EXERCISE PROMPT: Rewrite the records between the lines holding "If you could point to the window" and "(1188, 464)", inclusive, replacing "white frame" with "black frame" and leaving everything else unchanged.

INFORMATION PROVIDED:
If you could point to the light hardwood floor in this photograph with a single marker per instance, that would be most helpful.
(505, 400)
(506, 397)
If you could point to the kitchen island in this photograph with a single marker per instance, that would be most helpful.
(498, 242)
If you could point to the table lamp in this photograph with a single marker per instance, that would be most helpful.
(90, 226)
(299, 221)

--

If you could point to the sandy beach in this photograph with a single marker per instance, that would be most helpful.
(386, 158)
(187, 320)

--

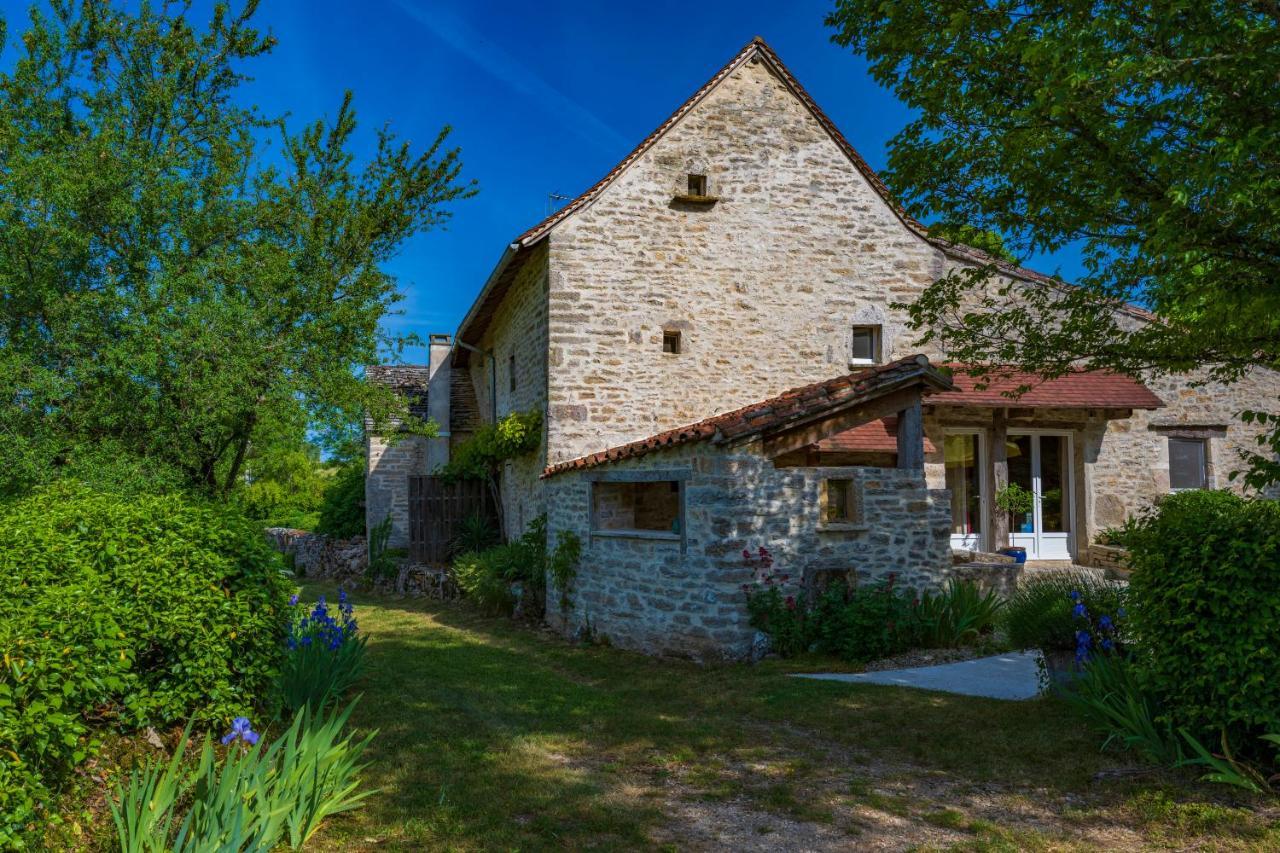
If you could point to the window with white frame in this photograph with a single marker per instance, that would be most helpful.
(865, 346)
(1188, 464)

SOLUTION BELOW:
If you could point to the window with black frame in this photograph with a single marker per instance, that would be most helpful.
(865, 346)
(1188, 464)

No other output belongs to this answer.